Hence it is that with all the blessings that come to us through our admirable system of public schools care should be taken that so far as possible the teachers under whom the young are placed should be men and women of high characters, persons whom the children can reverence and respect. To this end they should be teachers animated by the religious motive. Such teachers, without consciously attempting to teach religion, will inevitably generate a religious atmosphere in the school-room and will exert an influence morally purifying and uplifting.

All this means that the future stability and character of our national life depend on the molding and training of the young and inspiring them with high ideals. It means that parents should awaken to their responsibility in making the home the sanctuary of truth and virtue and unselfishness. It means that the Church should arouse herself and devote her energies unremittingly to instilling into the hearts and minds of the young the abiding truths of religion, and that in all our schools and colleges and institutions of learning of whatever sort only those should be employed whose personal influence tends to deepen in the young a sense of the nobility of life and to give them a vision of personal responsibility and service to their fellow-men.

Christian education issues in Christian character. Christian character is the most vital social influence and the most enduring bond. It is this that has created whatever is best in our national life; it is this that must foster, sustain, and develop the individual and the family, the Church and the state, if we are to preserve and increase our rich inheritance and hasten the coming of the Kingdom of God in ourselves and in the world around us.

* **SUPPLIED MATERIAL**:
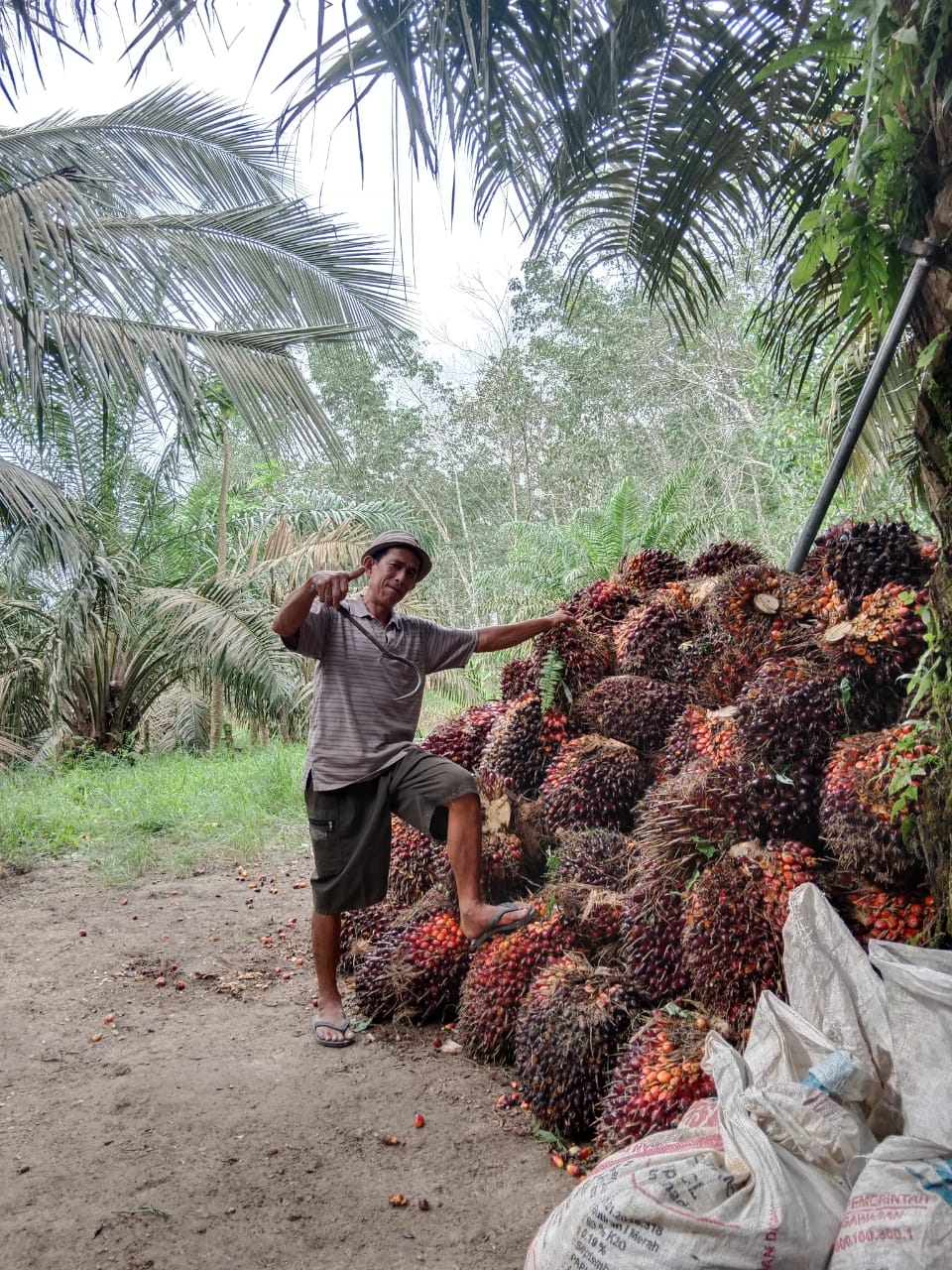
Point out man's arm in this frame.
[272,566,367,639]
[476,608,577,653]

* **WRITTEN PROBLEM**:
From the passage on Christian education above, write out word for word the part starting with "All this means" and going on through "to their fellow-men.".

* **WRITTEN ANSWER**:
All this means that the future stability and character of our national life depend on the molding and training of the young and inspiring them with high ideals. It means that parents should awaken to their responsibility in making the home the sanctuary of truth and virtue and unselfishness. It means that the Church should arouse herself and devote her energies unremittingly to instilling into the hearts and minds of the young the abiding truths of religion, and that in all our schools and colleges and institutions of learning of whatever sort only those should be employed whose personal influence tends to deepen in the young a sense of the nobility of life and to give them a vision of personal responsibility and service to their fellow-men.